__PROVIDED PASSAGE__
Mary Margaret Olohan / @MaryMargOlohan / July 23, 2021

A middle school student who is a biological male may run on a girls cross country team this fall in spite of West Virginia’s new law banning biological males from women’s sports, a federal judge has ruled.

Lawyers from the ACLU-West Virginia had argued to U.S. Circuit Judge Joseph R. Goodwin that HB 3293 would unfairly prevent the 11-year-old student, Becky Pepper-Jackson, from participating on the girls cross country team.

Goodwin issued a preliminary injunction Wednesday allowing Pepper-Jackson to “sign up for and participate in school athletics in the same way as her girl classmates.”

“A fear of the unknown and discomfort with the unfamiliar have motivated many of the most malignant harms committed by our country’s governments on their own citizens,” Goodwin said, adding:

Out of fear of those less like them, the powerful have made laws that restricted who could attend what schools, who could work certain jobs, who could marry whom, and even how people can practice their religions.

At this point, I have been provided with scant evidence that this law addresses any problem at all, let alone an important problem. When the government distinguishes between different groups of people, those distinctions must be supported by compelling reasons.

__DATA__
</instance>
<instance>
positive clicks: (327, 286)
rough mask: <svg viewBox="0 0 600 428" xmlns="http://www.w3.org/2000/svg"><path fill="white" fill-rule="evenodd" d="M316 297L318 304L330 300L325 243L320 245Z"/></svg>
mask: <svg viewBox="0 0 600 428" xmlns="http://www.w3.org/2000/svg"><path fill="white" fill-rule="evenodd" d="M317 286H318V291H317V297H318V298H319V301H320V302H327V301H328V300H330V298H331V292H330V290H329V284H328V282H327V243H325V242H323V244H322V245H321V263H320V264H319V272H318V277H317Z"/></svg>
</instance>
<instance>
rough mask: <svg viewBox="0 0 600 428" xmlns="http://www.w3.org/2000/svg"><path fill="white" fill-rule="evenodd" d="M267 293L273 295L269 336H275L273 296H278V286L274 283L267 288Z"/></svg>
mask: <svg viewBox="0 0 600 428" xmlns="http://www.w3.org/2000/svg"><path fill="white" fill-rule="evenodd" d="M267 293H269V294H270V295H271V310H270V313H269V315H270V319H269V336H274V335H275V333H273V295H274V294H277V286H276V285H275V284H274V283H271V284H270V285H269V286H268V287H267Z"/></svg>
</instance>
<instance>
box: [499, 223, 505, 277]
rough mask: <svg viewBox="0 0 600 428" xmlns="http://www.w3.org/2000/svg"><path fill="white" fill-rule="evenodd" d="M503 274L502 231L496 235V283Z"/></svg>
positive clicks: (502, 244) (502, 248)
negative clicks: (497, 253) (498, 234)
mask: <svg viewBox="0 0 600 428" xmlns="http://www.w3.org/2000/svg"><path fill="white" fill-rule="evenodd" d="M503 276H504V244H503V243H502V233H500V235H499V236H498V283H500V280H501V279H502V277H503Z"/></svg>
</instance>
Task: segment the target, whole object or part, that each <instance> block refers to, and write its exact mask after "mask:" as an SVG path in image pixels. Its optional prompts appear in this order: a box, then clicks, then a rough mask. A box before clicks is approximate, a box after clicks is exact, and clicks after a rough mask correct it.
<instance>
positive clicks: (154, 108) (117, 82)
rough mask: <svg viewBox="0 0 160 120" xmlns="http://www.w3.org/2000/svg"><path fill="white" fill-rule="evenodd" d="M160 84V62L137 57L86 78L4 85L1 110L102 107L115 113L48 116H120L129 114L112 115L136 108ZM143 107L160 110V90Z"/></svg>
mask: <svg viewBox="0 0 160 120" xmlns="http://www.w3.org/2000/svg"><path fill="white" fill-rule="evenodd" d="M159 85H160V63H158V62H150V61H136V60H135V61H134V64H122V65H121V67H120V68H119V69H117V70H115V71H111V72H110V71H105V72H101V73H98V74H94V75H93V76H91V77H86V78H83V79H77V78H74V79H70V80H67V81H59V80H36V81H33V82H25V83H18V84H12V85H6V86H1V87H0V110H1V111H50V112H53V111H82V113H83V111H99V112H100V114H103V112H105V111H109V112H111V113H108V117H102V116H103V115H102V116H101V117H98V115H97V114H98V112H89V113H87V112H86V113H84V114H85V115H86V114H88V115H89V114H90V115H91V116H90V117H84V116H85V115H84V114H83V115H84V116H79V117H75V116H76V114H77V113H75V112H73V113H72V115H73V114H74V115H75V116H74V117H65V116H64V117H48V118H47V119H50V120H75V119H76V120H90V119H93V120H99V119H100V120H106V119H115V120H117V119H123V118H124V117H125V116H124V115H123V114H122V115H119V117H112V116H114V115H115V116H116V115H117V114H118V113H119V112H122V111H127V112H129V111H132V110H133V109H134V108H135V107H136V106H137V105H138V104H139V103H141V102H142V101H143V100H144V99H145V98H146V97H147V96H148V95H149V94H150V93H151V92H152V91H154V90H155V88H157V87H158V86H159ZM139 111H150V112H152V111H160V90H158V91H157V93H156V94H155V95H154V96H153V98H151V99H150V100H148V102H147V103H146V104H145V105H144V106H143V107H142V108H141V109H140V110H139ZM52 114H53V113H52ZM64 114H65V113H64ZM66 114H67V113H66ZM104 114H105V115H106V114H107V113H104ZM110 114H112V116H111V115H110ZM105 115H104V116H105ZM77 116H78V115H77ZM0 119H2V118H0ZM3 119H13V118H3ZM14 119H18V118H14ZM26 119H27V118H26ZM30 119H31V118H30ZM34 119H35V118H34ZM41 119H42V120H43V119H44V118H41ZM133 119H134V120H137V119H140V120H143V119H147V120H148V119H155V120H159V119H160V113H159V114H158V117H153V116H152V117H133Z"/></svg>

__ASSIGNMENT__
Answer these questions from the article on the West Virginia sports ruling.
(a) How old is the student named in the article?
(b) Whose lawyers argued the case before Judge Goodwin?
(c) On what day of the week did Goodwin issue the preliminary injunction?

__SOLUTION FOR THIS TASK__
(a) The student is 11 years old.
(b) Lawyers from the ACLU-West Virginia argued the case.
(c) Goodwin issued the preliminary injunction on Wednesday.